[begin Stored records]

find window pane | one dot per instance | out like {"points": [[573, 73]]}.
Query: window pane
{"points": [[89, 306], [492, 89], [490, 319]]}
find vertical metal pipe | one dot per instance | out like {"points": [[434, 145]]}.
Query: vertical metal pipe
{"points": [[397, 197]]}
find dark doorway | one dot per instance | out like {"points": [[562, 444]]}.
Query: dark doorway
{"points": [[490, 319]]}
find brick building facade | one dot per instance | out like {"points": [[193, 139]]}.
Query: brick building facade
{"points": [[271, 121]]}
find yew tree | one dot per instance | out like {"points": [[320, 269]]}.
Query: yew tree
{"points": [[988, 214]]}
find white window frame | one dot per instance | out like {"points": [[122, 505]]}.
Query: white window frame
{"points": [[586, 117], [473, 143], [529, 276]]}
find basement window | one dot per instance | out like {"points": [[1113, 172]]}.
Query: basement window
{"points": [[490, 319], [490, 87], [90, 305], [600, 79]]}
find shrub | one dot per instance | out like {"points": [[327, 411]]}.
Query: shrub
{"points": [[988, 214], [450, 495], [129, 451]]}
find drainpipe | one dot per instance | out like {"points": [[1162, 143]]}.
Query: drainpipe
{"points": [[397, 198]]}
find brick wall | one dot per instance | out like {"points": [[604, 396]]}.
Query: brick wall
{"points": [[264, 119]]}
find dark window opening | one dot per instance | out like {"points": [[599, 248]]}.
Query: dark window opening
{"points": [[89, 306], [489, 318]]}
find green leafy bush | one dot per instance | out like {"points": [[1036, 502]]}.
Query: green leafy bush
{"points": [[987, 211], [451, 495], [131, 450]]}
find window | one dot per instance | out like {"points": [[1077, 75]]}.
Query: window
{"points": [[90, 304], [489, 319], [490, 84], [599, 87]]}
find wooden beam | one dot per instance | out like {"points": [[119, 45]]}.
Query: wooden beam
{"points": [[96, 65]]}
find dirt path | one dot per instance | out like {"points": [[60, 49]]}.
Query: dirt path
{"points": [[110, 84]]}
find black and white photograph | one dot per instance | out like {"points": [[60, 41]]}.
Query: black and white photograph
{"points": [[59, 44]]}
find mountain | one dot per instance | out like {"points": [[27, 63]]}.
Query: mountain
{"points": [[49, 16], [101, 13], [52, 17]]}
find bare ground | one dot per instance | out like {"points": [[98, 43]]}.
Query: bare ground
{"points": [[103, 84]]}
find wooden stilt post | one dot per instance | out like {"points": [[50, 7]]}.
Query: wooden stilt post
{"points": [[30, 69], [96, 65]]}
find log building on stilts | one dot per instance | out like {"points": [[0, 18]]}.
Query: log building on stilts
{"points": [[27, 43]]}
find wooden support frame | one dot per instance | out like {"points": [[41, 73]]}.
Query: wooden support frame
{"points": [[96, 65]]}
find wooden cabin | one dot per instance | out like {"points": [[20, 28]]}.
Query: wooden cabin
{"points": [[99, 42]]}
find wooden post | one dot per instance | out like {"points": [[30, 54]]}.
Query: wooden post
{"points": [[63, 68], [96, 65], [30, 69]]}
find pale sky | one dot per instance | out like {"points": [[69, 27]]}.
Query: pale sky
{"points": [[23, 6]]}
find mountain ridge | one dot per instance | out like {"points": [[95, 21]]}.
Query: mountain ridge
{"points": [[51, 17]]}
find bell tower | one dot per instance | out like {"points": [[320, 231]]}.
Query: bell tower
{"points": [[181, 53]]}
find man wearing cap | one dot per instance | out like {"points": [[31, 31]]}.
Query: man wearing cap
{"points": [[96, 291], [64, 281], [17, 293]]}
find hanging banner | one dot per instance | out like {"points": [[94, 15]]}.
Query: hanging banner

[end Stored records]

Transcribe the material above in its entirety. Match it exactly.

find window pane | one dot per instance | out like {"points": [[573, 73]]}.
Query: window pane
{"points": [[89, 306], [492, 89], [490, 319]]}
find vertical metal pipe | one dot per instance | out like {"points": [[434, 145]]}.
Query: vertical metal pipe
{"points": [[397, 197]]}
find dark doorway | one dot per instance | out like {"points": [[562, 444]]}.
Query: dark doorway
{"points": [[490, 319]]}
find brick building facade | one dot per instance | out like {"points": [[193, 139]]}.
Query: brick building facade
{"points": [[271, 121]]}
find yew tree | one dot per instance | out like {"points": [[320, 269]]}.
Query: yew tree
{"points": [[988, 214]]}
find white window frame | one dot per instance | out like {"points": [[122, 505]]}.
Query: white window frame
{"points": [[586, 117], [473, 143], [529, 276]]}
find basement window | one dot per instance | out like {"points": [[1113, 172]]}.
Query: basement window
{"points": [[490, 319], [490, 87], [90, 305], [600, 79]]}
find shrub | one dot per instance | out like {"points": [[327, 411]]}.
Query: shrub
{"points": [[988, 214], [450, 495], [129, 451]]}
find drainpipe | one dot per instance | out like {"points": [[1162, 143]]}.
Query: drainpipe
{"points": [[397, 198]]}
find brick wall | one dot per instance | out like {"points": [[604, 396]]}.
Query: brick wall
{"points": [[264, 119]]}
find dark window opening | one dot per instance | out like {"points": [[599, 248]]}.
Query: dark window opening
{"points": [[89, 306], [489, 318]]}
find green leafy bush | one dot per instance | out like {"points": [[1036, 502]]}.
Query: green leafy bush
{"points": [[987, 211], [451, 495], [131, 450]]}
find window | one dot per instance | out like {"points": [[1077, 75]]}.
Query: window
{"points": [[90, 304], [489, 319], [490, 84], [599, 87]]}
find wooden beam | one dot per instance | out like {"points": [[119, 45]]}.
Query: wooden beam
{"points": [[96, 65]]}
find dirt path | one dot per instance | out like {"points": [[60, 49]]}.
Query: dirt path
{"points": [[110, 84]]}
find black and white photograph | one dot per instance | out like {"points": [[60, 41]]}.
Query: black and white photograph
{"points": [[59, 44]]}
find mountain | one dot per instance | out like {"points": [[27, 63]]}.
Query: mountain
{"points": [[49, 16], [101, 13], [52, 17]]}
find bare ground | one dot per instance | out like {"points": [[98, 43]]}.
Query: bare ground
{"points": [[103, 84]]}
find wooden stilt post | one dot per instance | out like {"points": [[50, 7]]}.
Query: wooden stilt post
{"points": [[30, 69], [96, 65]]}
find log building on stilts | one dot per instance | out like {"points": [[0, 18]]}.
Query: log building on stilts
{"points": [[27, 43]]}
find wooden support frame | one dot per instance | out like {"points": [[41, 73]]}.
Query: wooden support frame
{"points": [[96, 65]]}
find wooden cabin | one dot per instance | out like {"points": [[20, 28]]}.
Query: wooden cabin
{"points": [[99, 42]]}
find wooden post | one dot per instance | out like {"points": [[30, 54]]}.
Query: wooden post
{"points": [[63, 68], [96, 65], [30, 69]]}
find pale sky | one dot per instance | out like {"points": [[69, 27]]}.
Query: pale sky
{"points": [[23, 6]]}
find mountain ridge | one dot per instance | out like {"points": [[95, 21]]}.
Query: mountain ridge
{"points": [[51, 17]]}
find bell tower | one dot per instance | out like {"points": [[320, 231]]}.
Query: bell tower
{"points": [[181, 53]]}
find man wearing cap | one dot per instance | out like {"points": [[31, 31]]}.
Query: man wearing cap
{"points": [[96, 291], [64, 281], [17, 293]]}
find hanging banner | one dot per instance | out like {"points": [[94, 15]]}.
Query: hanging banner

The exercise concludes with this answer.